• _REQUIREMENTS_
Find every line in the listing below that contains the word "tree", and copy each of those lines.

◇ ◇ ◇

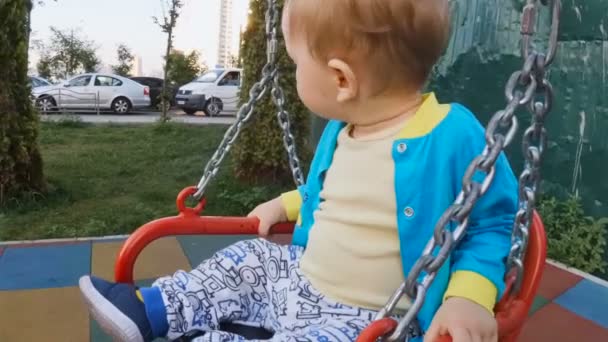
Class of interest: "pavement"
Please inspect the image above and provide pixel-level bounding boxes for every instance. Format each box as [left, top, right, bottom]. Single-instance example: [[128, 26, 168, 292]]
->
[[0, 232, 608, 342], [40, 110, 235, 125]]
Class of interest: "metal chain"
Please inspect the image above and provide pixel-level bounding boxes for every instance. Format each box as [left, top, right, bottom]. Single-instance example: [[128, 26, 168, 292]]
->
[[376, 0, 561, 342], [266, 0, 304, 186], [193, 0, 304, 200]]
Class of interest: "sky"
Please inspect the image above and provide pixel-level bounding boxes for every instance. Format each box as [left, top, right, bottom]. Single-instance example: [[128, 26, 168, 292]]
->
[[30, 0, 248, 76]]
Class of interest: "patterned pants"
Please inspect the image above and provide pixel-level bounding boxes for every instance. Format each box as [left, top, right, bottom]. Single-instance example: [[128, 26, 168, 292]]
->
[[154, 239, 376, 342]]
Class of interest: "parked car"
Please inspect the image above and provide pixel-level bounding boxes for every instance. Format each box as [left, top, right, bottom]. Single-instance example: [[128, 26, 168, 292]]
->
[[175, 68, 242, 116], [32, 74, 150, 114], [129, 76, 177, 108], [29, 76, 52, 89]]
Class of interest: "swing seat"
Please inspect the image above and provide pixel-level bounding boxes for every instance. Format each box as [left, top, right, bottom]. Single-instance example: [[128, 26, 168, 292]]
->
[[115, 187, 547, 342]]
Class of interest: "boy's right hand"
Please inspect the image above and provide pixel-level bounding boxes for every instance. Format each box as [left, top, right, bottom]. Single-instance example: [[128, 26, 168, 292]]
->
[[247, 197, 287, 237]]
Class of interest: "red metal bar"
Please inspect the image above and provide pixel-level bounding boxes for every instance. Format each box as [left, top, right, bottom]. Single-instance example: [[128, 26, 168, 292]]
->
[[115, 188, 294, 283], [357, 318, 397, 342]]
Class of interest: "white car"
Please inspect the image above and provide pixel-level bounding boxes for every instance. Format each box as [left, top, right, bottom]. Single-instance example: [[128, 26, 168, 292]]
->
[[32, 74, 150, 114], [175, 68, 242, 116]]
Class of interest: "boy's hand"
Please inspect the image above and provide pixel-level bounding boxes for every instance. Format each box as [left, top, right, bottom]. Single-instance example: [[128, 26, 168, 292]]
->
[[247, 197, 287, 237], [424, 297, 498, 342]]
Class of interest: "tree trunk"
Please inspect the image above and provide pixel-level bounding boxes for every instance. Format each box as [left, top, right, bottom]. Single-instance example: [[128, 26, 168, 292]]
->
[[0, 0, 45, 205], [161, 32, 173, 122]]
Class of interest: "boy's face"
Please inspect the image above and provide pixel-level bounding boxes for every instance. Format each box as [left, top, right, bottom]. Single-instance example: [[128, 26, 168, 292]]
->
[[282, 10, 347, 120]]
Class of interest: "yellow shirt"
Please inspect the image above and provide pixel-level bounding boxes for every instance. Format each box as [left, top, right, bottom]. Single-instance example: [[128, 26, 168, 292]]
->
[[300, 126, 409, 310]]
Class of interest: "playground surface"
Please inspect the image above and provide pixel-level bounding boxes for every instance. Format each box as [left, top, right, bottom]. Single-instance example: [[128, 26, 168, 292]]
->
[[0, 236, 608, 342]]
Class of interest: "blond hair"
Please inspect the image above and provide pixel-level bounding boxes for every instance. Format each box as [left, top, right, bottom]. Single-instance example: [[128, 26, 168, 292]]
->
[[286, 0, 449, 87]]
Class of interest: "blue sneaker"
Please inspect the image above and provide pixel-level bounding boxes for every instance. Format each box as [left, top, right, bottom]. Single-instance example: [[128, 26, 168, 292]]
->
[[79, 276, 154, 342]]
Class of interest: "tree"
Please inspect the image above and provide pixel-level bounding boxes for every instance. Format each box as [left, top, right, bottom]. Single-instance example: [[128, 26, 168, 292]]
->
[[167, 50, 207, 85], [0, 0, 45, 205], [112, 44, 135, 77], [233, 0, 311, 182], [153, 0, 184, 122], [34, 27, 101, 79]]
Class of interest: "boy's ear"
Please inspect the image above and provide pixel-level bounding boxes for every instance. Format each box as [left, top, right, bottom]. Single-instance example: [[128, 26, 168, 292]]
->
[[327, 58, 359, 102]]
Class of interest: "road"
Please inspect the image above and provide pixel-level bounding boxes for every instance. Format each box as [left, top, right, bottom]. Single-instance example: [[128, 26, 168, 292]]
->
[[41, 111, 234, 125]]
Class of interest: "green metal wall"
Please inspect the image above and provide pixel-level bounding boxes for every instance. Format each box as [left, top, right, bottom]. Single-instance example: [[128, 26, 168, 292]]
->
[[430, 0, 608, 216]]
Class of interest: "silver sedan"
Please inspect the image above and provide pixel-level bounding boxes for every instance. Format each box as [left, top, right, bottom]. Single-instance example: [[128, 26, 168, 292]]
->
[[32, 74, 150, 114]]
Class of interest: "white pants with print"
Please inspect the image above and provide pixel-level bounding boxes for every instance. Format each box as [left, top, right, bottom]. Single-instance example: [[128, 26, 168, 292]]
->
[[154, 239, 384, 342]]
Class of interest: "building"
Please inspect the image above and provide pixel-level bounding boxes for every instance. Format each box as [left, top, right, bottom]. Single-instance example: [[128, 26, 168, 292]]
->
[[131, 55, 144, 76], [217, 0, 234, 67]]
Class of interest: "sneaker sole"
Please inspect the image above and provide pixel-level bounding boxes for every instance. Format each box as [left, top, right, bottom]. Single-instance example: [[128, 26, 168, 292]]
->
[[78, 277, 144, 342]]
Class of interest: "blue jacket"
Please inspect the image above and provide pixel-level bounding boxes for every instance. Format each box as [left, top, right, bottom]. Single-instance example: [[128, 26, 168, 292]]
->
[[293, 93, 517, 330]]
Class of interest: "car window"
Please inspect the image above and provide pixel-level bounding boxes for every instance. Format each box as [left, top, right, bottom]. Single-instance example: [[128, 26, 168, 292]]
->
[[70, 75, 91, 87], [30, 77, 41, 88], [219, 71, 241, 87], [95, 76, 122, 87], [195, 69, 223, 83]]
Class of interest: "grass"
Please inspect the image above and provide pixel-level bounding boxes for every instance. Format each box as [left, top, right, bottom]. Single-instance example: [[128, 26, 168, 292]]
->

◇ ◇ ◇

• _SOLUTION TO THE EXERCISE_
Class of interest: "tree trunk"
Class of interest: "tree"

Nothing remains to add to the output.